» Stated task
Render every line of the data below as a numbered list, skipping blank lines and leaving the pictures out.

» Supplied data
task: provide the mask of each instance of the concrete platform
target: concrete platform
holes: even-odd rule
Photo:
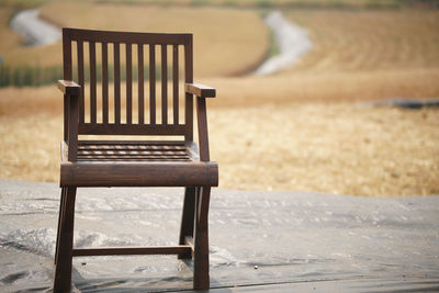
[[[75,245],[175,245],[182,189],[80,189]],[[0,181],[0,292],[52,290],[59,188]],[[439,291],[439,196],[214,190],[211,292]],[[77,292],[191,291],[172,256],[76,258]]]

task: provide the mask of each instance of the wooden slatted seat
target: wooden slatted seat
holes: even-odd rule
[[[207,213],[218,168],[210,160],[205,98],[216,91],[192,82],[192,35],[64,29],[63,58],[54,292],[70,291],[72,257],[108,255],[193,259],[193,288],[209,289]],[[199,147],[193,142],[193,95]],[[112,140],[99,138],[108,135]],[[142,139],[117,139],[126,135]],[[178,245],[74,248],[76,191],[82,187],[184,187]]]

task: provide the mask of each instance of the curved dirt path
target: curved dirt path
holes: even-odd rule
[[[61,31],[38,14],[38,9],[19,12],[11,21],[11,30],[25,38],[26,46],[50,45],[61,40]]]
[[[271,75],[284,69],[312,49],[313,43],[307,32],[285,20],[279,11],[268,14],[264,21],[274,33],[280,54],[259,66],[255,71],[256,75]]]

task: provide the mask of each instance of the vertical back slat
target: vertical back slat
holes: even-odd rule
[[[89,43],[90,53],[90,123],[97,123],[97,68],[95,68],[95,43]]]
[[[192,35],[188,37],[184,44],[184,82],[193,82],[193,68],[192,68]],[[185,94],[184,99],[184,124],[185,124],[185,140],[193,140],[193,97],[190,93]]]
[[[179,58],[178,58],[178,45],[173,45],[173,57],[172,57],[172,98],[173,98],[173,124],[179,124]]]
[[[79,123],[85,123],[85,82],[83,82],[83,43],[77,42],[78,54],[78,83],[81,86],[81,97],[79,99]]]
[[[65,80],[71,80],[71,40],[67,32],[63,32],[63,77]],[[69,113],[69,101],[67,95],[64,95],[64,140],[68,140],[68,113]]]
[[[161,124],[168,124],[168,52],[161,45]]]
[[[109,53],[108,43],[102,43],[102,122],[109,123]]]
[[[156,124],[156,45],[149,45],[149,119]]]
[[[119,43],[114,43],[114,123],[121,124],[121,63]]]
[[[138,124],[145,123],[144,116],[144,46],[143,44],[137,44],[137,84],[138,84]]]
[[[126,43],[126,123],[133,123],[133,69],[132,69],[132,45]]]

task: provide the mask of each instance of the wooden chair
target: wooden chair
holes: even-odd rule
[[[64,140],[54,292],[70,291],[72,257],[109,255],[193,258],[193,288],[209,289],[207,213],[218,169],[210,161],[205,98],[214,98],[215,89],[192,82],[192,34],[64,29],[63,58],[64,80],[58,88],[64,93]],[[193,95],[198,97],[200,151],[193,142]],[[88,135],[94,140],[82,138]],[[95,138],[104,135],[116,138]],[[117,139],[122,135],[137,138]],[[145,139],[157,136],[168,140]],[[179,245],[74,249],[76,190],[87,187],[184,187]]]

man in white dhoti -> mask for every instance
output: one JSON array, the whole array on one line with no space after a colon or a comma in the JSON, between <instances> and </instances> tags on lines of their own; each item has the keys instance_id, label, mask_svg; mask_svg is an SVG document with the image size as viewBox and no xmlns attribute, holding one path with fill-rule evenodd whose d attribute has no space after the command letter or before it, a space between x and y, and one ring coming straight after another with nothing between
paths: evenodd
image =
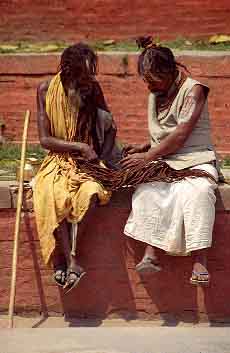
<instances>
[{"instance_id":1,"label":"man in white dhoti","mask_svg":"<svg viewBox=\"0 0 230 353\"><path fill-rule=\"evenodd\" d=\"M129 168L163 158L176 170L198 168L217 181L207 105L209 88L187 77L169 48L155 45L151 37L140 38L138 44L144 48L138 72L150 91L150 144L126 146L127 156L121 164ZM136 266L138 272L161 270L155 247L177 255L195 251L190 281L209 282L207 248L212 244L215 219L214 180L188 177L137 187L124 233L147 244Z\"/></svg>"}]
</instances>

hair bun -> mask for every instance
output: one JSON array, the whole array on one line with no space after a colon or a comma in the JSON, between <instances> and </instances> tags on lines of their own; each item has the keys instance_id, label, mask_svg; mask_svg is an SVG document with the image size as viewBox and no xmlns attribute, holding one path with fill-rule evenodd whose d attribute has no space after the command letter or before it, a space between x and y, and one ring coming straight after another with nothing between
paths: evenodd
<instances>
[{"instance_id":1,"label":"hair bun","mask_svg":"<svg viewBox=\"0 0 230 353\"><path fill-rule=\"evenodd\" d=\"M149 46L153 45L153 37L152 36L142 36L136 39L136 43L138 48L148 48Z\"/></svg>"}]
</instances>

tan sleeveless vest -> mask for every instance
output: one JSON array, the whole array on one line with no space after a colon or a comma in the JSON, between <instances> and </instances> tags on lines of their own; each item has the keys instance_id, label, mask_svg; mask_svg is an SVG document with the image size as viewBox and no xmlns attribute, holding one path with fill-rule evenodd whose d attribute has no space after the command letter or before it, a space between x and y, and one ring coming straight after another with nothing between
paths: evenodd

» Exercise output
1. task: provide the mask of each instance of the concrete platform
2. target: concrete platform
3. holes: even-odd rule
4. Photo:
5. [[[75,245],[175,245],[182,189],[80,189]],[[0,181],[0,292],[52,290],[59,188]],[[439,291],[439,196],[214,190],[211,292]],[[77,292],[191,291],[172,256],[76,258]]]
6. task: provide the mask of each instance of the wooden slatted seat
7. target: wooden slatted seat
8. holes: even-odd rule
9. [[[207,213],[218,168],[210,160],[205,98],[216,91],[192,82],[192,35],[64,29],[63,58],[54,292],[70,291],[72,257],[108,255],[193,259],[193,288],[209,289]],[[199,147],[193,142],[193,95]],[[112,140],[99,138],[108,135]],[[142,139],[117,139],[126,135]],[[178,245],[74,248],[76,191],[82,187],[184,187]]]
10. task: provide the mask of each instance of the curved dirt path
11. target: curved dirt path
12. holes: even-odd rule
13. [[[61,31],[38,14],[38,9],[19,12],[11,21],[11,30],[25,38],[26,46],[50,45],[61,40]]]
14. [[[271,75],[284,69],[312,49],[313,43],[307,32],[285,20],[279,11],[268,14],[264,21],[274,33],[280,54],[259,66],[255,71],[256,75]]]
15. task: provide the mask of each instance of the vertical back slat
16. target: vertical back slat
17. holes: even-odd rule
18. [[[89,43],[90,53],[90,123],[97,123],[97,68],[95,68],[95,43]]]
19. [[[192,35],[188,37],[184,44],[184,82],[193,82],[193,68],[192,68]],[[185,94],[184,99],[184,124],[185,124],[185,140],[193,140],[193,97],[190,93]]]
20. [[[179,58],[178,58],[178,45],[173,45],[173,57],[172,57],[172,98],[173,98],[173,124],[179,124]]]
21. [[[79,123],[85,123],[85,82],[83,82],[83,43],[77,42],[78,54],[78,83],[81,86],[81,97],[79,99]]]
22. [[[65,80],[71,80],[71,40],[67,32],[63,32],[63,77]],[[69,113],[69,101],[67,95],[64,95],[64,140],[68,140],[68,113]]]
23. [[[161,124],[168,124],[168,52],[161,45]]]
24. [[[109,53],[108,43],[102,43],[102,122],[109,123]]]
25. [[[156,124],[156,45],[149,45],[149,119]]]
26. [[[119,43],[114,43],[114,123],[121,124],[121,63]]]
27. [[[138,124],[145,123],[144,116],[144,46],[143,44],[137,44],[137,84],[138,84]]]
28. [[[126,43],[126,123],[133,123],[133,69],[132,69],[132,45]]]
29. task: provide the mask of each instance of the wooden chair
30. target: wooden chair
31. holes: even-odd rule
32. [[[64,140],[54,292],[70,291],[72,257],[109,255],[193,258],[193,288],[209,289],[207,213],[218,169],[210,161],[205,98],[214,98],[215,89],[192,82],[192,34],[64,29],[63,58],[64,80],[58,88],[64,93]],[[193,95],[198,97],[200,151],[193,142]],[[88,135],[94,140],[82,138]],[[95,138],[104,135],[116,138]],[[117,139],[122,135],[137,138]],[[145,139],[157,136],[168,140]],[[179,245],[74,249],[76,190],[87,187],[184,187]]]
33. man in white dhoti -> mask for every instance
34. output: one JSON array, the whole array on one line with no space after a colon or a comma in the JSON, between <instances> and </instances> tags on lines of their own; each item has the keys instance_id, label, mask_svg; mask_svg is an SVG document with the image size as viewBox and no xmlns attribute, holding one path with fill-rule evenodd whose d attribute has no space after the command letter or before it, a space between x and y, and one ring coming straight after another with nothing between
35. paths: evenodd
36. image =
37. <instances>
38. [{"instance_id":1,"label":"man in white dhoti","mask_svg":"<svg viewBox=\"0 0 230 353\"><path fill-rule=\"evenodd\" d=\"M129 168L163 158L176 170L198 168L217 181L207 105L209 88L187 77L169 48L155 45L151 37L140 38L138 44L144 48L138 72L150 91L150 144L126 146L127 156L121 164ZM136 266L138 272L161 270L155 247L177 255L195 251L190 281L209 282L207 248L212 244L215 219L214 180L188 177L137 187L124 233L147 244Z\"/></svg>"}]
39. </instances>
40. hair bun -> mask for every instance
41. output: one JSON array, the whole array on one line with no space after a colon or a comma in the JSON, between <instances> and </instances> tags on lines of their own; each item has the keys instance_id, label, mask_svg; mask_svg is an SVG document with the image size as viewBox and no xmlns attribute, holding one path with fill-rule evenodd whose d attribute has no space after the command letter or before it, a space between x and y, and one ring coming straight after another with nothing between
42. paths: evenodd
43. <instances>
44. [{"instance_id":1,"label":"hair bun","mask_svg":"<svg viewBox=\"0 0 230 353\"><path fill-rule=\"evenodd\" d=\"M149 46L153 45L153 37L152 36L142 36L136 39L136 43L138 48L148 48Z\"/></svg>"}]
45. </instances>
46. tan sleeveless vest -> mask for every instance
47. output: one JSON array, the whole array on one line with no space after a colon or a comma in the JSON, between <instances> and </instances> tags on lines of their own; each item has the keys instance_id, label, mask_svg; mask_svg is an SVG document with the image size as viewBox and no xmlns attribute, holding one path with fill-rule evenodd whose d attribute has no space after the command letter or before it, a space between x and y, and one ring coming straight after another with nothing between
48. paths: evenodd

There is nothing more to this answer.